SUPPLIED DATA START

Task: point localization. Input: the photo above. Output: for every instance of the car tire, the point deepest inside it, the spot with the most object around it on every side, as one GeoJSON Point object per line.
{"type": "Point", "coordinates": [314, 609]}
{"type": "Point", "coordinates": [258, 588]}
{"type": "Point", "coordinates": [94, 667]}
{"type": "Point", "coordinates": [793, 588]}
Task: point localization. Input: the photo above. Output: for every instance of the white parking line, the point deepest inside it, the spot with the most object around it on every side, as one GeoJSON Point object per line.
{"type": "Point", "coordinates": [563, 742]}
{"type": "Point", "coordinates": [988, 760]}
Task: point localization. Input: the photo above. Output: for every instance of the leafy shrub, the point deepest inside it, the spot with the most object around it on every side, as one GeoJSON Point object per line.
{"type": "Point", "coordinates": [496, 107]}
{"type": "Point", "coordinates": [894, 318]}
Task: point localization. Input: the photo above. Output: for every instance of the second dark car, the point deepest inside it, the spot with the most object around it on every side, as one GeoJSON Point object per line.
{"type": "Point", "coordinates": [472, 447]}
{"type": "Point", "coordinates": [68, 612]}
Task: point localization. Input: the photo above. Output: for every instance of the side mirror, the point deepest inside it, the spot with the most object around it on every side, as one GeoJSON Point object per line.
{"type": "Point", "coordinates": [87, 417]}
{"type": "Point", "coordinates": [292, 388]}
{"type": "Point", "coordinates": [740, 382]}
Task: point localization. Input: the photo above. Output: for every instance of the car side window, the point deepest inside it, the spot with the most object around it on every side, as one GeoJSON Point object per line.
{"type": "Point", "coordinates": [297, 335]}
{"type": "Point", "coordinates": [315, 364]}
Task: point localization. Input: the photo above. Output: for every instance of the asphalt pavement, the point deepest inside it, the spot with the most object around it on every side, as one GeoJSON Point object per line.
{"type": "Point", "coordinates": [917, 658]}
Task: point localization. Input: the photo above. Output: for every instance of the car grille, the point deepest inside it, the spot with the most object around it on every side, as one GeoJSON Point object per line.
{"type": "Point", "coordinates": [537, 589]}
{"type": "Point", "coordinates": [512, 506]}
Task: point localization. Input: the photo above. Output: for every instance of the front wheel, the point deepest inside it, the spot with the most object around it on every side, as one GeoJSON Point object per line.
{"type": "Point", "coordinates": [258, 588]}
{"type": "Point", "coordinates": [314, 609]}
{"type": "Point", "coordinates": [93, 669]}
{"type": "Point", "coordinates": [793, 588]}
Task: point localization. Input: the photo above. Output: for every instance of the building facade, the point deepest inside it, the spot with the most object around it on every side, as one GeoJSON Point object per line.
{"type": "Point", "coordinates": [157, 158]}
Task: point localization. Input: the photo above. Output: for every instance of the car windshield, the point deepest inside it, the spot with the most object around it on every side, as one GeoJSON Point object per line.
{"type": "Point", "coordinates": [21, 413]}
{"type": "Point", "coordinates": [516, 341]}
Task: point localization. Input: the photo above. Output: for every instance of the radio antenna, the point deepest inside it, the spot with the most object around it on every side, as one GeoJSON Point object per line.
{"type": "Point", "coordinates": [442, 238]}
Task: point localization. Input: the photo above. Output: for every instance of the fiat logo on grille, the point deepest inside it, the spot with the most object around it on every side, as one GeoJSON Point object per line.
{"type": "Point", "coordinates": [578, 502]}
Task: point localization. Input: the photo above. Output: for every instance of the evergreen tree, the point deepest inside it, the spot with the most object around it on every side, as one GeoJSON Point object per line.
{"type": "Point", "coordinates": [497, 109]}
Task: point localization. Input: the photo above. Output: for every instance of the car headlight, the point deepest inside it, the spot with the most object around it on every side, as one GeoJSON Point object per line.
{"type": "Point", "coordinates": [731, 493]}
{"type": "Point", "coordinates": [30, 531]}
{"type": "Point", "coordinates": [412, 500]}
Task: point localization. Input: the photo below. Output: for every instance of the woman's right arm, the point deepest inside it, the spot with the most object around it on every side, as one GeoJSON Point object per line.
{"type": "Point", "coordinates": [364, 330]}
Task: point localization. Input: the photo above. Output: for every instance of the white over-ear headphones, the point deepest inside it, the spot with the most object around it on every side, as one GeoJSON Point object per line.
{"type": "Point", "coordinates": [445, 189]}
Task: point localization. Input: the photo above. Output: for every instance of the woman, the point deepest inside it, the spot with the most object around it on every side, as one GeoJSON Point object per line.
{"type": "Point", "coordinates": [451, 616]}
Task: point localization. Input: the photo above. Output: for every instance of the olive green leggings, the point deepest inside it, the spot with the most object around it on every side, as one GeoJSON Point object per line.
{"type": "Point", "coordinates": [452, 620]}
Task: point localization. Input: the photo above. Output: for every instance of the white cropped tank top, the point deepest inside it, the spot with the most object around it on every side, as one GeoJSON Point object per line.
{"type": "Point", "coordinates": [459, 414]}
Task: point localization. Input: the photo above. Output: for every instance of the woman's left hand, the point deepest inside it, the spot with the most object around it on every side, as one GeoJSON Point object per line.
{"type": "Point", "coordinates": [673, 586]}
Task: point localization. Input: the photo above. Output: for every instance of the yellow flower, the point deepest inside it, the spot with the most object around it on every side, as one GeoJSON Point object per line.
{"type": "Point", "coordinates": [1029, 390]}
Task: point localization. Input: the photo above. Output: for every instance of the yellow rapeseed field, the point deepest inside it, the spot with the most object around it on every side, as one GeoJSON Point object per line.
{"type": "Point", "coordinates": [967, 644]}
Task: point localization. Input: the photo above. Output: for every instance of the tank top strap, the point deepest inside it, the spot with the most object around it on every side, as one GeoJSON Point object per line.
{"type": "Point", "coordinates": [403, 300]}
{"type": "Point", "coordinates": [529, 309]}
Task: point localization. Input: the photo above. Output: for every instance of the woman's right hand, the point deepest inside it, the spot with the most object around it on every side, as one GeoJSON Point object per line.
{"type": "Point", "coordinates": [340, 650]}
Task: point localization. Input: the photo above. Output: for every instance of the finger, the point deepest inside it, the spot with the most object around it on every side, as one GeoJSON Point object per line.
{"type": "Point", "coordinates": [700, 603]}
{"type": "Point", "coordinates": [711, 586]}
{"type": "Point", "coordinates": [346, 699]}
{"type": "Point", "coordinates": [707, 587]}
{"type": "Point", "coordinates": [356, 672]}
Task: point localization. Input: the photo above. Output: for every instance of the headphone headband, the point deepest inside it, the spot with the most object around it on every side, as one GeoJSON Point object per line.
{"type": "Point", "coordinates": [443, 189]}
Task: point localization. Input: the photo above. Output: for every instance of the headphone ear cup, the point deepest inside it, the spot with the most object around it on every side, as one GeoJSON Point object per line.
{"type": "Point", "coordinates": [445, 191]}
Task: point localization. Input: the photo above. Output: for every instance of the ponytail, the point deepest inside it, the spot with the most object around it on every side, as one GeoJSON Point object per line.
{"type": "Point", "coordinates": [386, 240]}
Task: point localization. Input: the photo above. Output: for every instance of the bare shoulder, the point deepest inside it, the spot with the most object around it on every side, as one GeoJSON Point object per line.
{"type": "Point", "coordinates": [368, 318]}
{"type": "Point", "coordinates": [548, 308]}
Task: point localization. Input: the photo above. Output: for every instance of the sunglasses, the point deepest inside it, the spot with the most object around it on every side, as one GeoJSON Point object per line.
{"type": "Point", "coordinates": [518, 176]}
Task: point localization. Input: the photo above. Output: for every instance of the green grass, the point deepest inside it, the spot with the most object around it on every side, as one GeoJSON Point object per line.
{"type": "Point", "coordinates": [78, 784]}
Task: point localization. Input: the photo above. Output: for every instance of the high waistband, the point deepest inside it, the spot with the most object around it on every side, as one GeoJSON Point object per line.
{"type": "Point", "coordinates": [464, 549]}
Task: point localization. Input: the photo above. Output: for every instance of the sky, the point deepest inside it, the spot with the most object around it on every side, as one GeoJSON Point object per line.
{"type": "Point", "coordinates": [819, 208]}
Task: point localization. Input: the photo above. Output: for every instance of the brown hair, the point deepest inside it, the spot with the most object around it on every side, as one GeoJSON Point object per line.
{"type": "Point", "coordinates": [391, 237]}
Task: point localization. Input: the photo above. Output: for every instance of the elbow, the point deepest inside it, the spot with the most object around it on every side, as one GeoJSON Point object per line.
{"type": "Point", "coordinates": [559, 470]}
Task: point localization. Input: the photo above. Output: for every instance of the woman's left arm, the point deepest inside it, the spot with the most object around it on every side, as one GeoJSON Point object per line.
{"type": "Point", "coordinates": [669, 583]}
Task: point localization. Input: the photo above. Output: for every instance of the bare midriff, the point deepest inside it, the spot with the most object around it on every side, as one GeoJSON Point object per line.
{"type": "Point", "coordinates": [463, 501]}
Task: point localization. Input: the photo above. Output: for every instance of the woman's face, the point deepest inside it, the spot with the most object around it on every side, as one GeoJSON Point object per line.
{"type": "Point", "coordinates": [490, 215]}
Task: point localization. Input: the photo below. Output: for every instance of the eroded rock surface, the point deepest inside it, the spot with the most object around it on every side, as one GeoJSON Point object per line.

SUPPLIED DATA END

• THE PROBLEM
Each line from the one that contains "woman's face, the" through the last line of the listing above should be written out exactly, and no other line.

• EXERCISE OUTPUT
Task: point localization. Input: the photo above. Output: for every instance of the woman's face, the point deepest inside it, the spot with the most object around it on every side, as one GeoJSON Point object per line.
{"type": "Point", "coordinates": [490, 215]}
Task: point localization. Input: the photo below. Output: for every instance of the eroded rock surface, the point deepest inside it, the spot with the most object around it on every side, as one GeoJSON Point object per line.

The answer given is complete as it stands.